EXERCISE BRIEF: Can you quote exactly the stretch of lines from the one with "Expected: for each instance of the red" through the final line of the material, both ends included?

[Some records]
-- begin --

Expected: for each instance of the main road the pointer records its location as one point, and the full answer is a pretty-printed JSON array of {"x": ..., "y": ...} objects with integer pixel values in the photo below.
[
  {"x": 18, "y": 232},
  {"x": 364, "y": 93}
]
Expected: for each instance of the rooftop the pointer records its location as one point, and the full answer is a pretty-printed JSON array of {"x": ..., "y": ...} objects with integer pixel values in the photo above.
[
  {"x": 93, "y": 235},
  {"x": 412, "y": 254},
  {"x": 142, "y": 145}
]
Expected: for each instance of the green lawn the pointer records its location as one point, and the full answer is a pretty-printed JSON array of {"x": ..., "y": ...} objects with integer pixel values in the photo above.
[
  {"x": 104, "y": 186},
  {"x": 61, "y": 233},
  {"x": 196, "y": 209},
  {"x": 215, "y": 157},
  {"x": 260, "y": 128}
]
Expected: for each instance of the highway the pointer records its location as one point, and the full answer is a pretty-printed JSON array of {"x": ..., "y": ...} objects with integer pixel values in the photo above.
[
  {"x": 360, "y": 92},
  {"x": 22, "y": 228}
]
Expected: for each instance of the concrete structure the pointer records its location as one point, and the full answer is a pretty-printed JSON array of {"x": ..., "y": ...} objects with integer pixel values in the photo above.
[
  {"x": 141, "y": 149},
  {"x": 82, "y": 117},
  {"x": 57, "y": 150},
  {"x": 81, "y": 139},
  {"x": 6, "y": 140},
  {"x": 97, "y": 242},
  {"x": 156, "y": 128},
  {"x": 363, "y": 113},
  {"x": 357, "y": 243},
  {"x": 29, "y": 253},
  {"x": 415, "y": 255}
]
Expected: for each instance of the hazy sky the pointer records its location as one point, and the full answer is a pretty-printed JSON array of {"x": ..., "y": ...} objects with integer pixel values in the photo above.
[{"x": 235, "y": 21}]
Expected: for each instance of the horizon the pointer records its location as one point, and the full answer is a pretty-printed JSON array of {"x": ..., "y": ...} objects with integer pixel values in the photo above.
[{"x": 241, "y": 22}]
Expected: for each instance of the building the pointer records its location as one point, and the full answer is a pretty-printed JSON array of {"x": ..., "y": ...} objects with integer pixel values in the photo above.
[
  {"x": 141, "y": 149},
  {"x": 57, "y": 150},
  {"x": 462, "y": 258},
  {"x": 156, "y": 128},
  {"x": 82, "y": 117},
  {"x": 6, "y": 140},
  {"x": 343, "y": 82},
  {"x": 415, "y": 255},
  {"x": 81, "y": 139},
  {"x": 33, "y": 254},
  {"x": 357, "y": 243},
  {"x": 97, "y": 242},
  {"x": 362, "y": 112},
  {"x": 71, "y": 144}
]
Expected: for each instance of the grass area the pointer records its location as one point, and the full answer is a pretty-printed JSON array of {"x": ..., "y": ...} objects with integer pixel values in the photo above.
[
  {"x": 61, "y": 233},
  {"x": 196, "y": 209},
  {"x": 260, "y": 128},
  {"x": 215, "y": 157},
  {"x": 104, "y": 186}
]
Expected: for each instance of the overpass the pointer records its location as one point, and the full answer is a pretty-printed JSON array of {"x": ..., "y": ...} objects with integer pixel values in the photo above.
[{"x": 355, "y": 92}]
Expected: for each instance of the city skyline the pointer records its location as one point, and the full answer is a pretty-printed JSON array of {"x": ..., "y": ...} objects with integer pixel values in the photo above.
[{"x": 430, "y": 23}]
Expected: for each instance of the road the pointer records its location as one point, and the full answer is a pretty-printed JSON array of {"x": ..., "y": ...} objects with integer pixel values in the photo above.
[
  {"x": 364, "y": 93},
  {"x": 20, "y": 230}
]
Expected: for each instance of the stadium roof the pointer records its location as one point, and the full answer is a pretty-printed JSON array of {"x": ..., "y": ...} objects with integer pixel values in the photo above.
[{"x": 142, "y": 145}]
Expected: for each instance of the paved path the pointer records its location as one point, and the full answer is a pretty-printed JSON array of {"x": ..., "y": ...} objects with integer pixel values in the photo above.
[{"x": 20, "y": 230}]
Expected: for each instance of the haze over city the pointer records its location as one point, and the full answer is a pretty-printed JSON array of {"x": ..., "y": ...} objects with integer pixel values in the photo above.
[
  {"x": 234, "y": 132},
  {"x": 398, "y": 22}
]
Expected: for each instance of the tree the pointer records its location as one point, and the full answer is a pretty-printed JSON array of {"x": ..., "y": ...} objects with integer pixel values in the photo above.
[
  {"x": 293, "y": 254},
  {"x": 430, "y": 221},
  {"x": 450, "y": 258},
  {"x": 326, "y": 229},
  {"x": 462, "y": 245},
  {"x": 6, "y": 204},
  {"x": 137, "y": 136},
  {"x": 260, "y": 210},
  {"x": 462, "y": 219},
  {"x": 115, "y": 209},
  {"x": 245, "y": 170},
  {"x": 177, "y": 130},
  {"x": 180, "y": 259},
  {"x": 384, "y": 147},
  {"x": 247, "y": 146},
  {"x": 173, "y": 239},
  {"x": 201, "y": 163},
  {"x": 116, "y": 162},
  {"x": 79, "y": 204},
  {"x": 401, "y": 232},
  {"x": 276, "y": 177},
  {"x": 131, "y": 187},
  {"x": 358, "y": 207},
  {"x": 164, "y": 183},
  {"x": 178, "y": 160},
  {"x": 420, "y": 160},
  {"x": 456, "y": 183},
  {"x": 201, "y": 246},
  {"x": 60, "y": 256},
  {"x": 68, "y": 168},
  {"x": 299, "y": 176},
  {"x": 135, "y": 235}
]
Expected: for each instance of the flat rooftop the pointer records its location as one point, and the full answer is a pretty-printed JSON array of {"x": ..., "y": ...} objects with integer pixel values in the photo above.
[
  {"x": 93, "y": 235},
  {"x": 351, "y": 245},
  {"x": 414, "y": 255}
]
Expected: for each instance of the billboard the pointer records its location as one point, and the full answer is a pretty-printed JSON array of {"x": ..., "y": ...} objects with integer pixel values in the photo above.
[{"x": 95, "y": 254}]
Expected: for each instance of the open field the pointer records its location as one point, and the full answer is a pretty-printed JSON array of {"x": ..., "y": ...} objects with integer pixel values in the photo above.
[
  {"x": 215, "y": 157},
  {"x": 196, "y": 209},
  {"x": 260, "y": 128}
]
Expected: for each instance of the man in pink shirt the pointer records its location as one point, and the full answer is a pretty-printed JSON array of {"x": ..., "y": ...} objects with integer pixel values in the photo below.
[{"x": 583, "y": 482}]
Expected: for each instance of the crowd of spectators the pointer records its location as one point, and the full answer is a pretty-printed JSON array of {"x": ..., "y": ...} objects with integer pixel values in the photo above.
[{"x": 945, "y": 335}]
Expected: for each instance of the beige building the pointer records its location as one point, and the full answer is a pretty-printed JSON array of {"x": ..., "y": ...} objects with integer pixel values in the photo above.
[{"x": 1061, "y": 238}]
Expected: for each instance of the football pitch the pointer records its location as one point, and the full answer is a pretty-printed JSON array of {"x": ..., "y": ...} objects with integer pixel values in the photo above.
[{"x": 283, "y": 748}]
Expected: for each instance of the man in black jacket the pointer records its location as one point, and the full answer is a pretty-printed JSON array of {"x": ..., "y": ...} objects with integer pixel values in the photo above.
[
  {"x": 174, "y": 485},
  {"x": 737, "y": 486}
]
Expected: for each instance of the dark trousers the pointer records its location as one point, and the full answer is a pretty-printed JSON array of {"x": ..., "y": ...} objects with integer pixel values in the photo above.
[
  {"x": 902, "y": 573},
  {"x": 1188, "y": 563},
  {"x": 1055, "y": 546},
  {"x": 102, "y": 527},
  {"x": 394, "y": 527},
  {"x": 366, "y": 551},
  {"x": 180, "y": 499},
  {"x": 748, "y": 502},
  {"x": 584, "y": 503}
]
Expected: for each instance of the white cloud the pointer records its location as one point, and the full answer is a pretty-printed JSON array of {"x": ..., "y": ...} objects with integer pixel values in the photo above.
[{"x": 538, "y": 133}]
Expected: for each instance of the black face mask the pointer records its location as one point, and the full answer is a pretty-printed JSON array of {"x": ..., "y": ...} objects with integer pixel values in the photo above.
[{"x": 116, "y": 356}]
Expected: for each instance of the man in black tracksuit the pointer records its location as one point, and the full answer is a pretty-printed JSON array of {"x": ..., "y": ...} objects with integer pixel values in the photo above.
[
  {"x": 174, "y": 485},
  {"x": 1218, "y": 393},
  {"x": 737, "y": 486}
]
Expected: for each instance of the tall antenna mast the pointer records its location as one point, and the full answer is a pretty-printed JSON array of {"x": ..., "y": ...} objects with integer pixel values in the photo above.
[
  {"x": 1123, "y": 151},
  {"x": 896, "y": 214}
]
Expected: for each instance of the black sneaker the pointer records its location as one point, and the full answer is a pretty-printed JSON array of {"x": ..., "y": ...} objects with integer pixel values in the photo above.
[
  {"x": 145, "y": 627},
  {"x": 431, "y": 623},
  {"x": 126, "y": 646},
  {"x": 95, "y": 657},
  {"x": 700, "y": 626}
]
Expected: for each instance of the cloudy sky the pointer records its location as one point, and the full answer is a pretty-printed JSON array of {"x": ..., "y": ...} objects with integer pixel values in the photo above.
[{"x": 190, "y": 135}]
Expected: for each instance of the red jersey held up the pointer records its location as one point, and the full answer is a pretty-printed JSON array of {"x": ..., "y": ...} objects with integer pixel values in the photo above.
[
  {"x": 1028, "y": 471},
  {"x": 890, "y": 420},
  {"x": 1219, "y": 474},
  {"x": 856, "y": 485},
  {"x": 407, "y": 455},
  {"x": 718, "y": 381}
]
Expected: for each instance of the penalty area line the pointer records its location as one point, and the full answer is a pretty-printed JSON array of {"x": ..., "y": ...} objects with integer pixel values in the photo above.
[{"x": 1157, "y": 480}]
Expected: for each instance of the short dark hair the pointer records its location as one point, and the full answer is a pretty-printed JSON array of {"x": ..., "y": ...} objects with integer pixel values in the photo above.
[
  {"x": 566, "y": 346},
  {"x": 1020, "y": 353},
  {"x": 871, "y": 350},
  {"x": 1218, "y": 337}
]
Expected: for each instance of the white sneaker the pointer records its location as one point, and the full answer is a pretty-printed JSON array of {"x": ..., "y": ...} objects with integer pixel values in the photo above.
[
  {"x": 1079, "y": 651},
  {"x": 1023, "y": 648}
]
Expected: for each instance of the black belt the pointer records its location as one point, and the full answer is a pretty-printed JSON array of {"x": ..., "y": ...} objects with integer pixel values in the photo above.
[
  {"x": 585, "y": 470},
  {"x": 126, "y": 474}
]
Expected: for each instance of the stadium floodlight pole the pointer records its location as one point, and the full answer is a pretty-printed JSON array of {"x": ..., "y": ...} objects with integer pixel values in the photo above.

-- end --

COMPLETE ANSWER:
Expected: for each instance of the red jersey held up the pointer records its location as one point, and the full answer is a pretty-printed JSON array of {"x": ..., "y": ...} objects with integer pixel values in the photo above.
[
  {"x": 1028, "y": 471},
  {"x": 890, "y": 420},
  {"x": 1219, "y": 474},
  {"x": 856, "y": 485},
  {"x": 407, "y": 455},
  {"x": 718, "y": 381}
]
Expected: for each instance of the penalty area line the pointer records its location as one point, and the full answer is a pretty-printed JSON array of {"x": ..., "y": ...} objects with integer pixel values in the photo above.
[{"x": 1157, "y": 480}]
Expected: for each instance of the short dark hair the pointer records its location as one point, and the full answer is a pretty-printed JSON array of {"x": ..., "y": ...} objects with integer pixel values in the photo above.
[
  {"x": 566, "y": 346},
  {"x": 1020, "y": 353},
  {"x": 871, "y": 350},
  {"x": 1218, "y": 337}
]
Expected: for each instance of the white sneaker the pointer records its location as one point, and the full answer is a pretty-printed JSON array of {"x": ..., "y": ...} objects with integer pixel values in the photo above.
[
  {"x": 1079, "y": 651},
  {"x": 1023, "y": 648}
]
Expected: for each instance of the black belt the pointer records its location as one point, and the full answer is a pretty-printed JSON array of {"x": ..., "y": ...} objects with integer pixel values in the photo above.
[
  {"x": 585, "y": 470},
  {"x": 126, "y": 474}
]
Expected: for each instance of the stadium floodlight pole the pointer records its location as one point, and the full answer is a pretty-printed JSON array of {"x": ..., "y": ...} objects with integer pixel values in the photo above.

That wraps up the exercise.